Short exercise: Swap "beard" for "mustache" throughout these lines and leave everything else unchanged.

Shape boundary entries:
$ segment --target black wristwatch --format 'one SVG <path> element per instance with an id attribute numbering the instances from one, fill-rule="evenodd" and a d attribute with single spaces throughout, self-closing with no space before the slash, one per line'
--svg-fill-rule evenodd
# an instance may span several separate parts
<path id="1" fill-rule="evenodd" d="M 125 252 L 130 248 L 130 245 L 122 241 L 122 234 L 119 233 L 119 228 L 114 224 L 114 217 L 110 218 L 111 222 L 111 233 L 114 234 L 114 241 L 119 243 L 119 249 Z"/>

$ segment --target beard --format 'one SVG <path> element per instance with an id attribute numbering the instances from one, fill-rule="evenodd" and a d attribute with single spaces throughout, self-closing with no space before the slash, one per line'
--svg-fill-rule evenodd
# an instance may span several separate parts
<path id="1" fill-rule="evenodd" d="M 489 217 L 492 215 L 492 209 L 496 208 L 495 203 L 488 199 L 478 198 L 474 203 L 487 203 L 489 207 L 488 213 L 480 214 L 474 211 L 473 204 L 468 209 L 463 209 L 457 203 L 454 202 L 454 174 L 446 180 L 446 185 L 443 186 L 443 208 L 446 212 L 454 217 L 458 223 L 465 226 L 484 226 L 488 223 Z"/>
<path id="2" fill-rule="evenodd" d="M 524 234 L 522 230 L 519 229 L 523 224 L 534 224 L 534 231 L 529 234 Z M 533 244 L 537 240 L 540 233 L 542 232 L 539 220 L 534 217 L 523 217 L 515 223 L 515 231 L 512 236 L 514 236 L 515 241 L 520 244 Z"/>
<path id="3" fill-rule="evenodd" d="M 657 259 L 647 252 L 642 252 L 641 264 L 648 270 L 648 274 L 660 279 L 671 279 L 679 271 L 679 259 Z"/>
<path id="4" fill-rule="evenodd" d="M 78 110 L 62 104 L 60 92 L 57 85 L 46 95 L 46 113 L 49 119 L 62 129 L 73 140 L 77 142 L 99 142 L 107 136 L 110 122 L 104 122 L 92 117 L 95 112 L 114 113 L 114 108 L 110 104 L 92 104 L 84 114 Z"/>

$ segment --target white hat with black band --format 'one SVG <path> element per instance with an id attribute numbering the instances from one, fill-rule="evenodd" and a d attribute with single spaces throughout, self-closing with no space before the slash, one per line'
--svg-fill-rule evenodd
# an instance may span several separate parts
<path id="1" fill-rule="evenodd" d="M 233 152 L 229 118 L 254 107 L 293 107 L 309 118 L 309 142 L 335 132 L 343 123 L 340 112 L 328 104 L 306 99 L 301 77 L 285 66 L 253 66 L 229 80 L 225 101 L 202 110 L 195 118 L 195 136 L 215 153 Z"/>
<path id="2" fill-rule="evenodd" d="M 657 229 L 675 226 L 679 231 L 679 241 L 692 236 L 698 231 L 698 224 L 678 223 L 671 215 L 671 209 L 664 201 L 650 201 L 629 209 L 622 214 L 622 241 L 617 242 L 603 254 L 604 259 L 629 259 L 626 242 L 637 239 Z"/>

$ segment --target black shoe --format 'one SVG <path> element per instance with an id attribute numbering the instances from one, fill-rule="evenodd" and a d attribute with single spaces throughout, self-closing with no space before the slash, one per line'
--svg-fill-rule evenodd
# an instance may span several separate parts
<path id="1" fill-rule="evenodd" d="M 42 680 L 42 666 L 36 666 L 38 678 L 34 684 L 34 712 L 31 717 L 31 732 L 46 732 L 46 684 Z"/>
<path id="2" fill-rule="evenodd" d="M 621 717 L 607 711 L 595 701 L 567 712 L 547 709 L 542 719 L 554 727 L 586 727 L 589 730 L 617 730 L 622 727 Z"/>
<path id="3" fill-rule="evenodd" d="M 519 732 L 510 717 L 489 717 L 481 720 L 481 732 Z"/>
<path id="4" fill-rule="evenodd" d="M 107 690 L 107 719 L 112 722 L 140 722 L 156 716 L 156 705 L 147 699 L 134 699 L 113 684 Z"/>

Result of the task:
$ segment --target black wristwatch --format 'one SVG <path> element per instance with an id attribute numbering the instances from one, fill-rule="evenodd" and a d attribute with single spaces throughout, self-closing with no space before the slash, one per line'
--svg-fill-rule evenodd
# an instance may span several separate parts
<path id="1" fill-rule="evenodd" d="M 125 252 L 130 248 L 130 245 L 122 241 L 122 234 L 119 233 L 119 228 L 114 224 L 114 217 L 110 218 L 111 222 L 111 233 L 114 234 L 114 241 L 119 243 L 119 249 Z"/>

$ segment --target mustache --format 'one SVG <path> element per instance with an id attribute numbering the instances from one, fill-rule="evenodd" and a d attribute with single spaces throughout, self-closing with no space before the slash, one per line'
--svg-fill-rule evenodd
# an instance may span several separate parts
<path id="1" fill-rule="evenodd" d="M 489 217 L 492 215 L 492 209 L 496 208 L 495 203 L 488 199 L 478 198 L 474 203 L 487 203 L 489 207 L 488 213 L 480 214 L 474 211 L 473 204 L 468 209 L 463 209 L 457 203 L 454 202 L 454 174 L 446 180 L 446 185 L 443 186 L 443 208 L 446 212 L 454 217 L 458 223 L 465 226 L 484 226 L 488 223 Z"/>
<path id="2" fill-rule="evenodd" d="M 524 234 L 522 230 L 519 229 L 523 224 L 534 224 L 534 231 L 529 234 Z M 533 244 L 537 240 L 540 233 L 542 232 L 539 220 L 534 217 L 523 217 L 515 223 L 515 231 L 512 236 L 514 236 L 515 241 L 520 244 Z"/>
<path id="3" fill-rule="evenodd" d="M 657 259 L 647 252 L 642 252 L 641 264 L 648 270 L 648 274 L 660 279 L 671 279 L 679 271 L 679 259 Z"/>
<path id="4" fill-rule="evenodd" d="M 78 110 L 62 104 L 60 92 L 57 85 L 46 95 L 46 113 L 49 119 L 62 129 L 73 140 L 77 142 L 99 142 L 107 136 L 110 122 L 104 122 L 92 117 L 95 112 L 114 113 L 114 108 L 110 104 L 92 104 L 84 114 Z"/>

$ segment --target white hat with black band --format 'one SVG <path> element per instance with an id attribute numbering the instances from one, fill-rule="evenodd" and a d attribute with single spaces throughout, self-closing with no space before the slash, one per line'
--svg-fill-rule evenodd
# an instance may span several separate parts
<path id="1" fill-rule="evenodd" d="M 233 152 L 229 118 L 254 107 L 293 107 L 309 118 L 309 142 L 335 132 L 343 123 L 340 112 L 328 104 L 306 99 L 301 77 L 285 66 L 253 66 L 229 80 L 225 101 L 202 110 L 195 118 L 195 136 L 215 153 Z"/>
<path id="2" fill-rule="evenodd" d="M 657 229 L 675 226 L 679 231 L 679 241 L 692 236 L 698 231 L 698 224 L 678 223 L 671 215 L 671 209 L 664 201 L 650 201 L 629 209 L 622 214 L 622 241 L 617 242 L 603 254 L 604 259 L 629 259 L 626 242 L 637 239 Z"/>

$ segment --target black shoe --format 'one SVG <path> element per instance with an id attribute numbering the instances from one, fill-rule="evenodd" and a d attribute with single spaces throughout, self-closing with no space before the slash, one per line'
--svg-fill-rule evenodd
# an instance may span several separate parts
<path id="1" fill-rule="evenodd" d="M 42 680 L 42 666 L 36 666 L 38 678 L 34 684 L 34 712 L 31 717 L 31 732 L 46 732 L 46 684 Z"/>
<path id="2" fill-rule="evenodd" d="M 621 717 L 607 711 L 595 701 L 567 712 L 547 709 L 542 719 L 554 727 L 586 727 L 589 730 L 617 730 L 622 727 Z"/>
<path id="3" fill-rule="evenodd" d="M 519 732 L 510 717 L 489 717 L 481 720 L 481 732 Z"/>
<path id="4" fill-rule="evenodd" d="M 107 690 L 107 719 L 112 722 L 140 722 L 156 716 L 156 705 L 147 699 L 134 699 L 113 684 Z"/>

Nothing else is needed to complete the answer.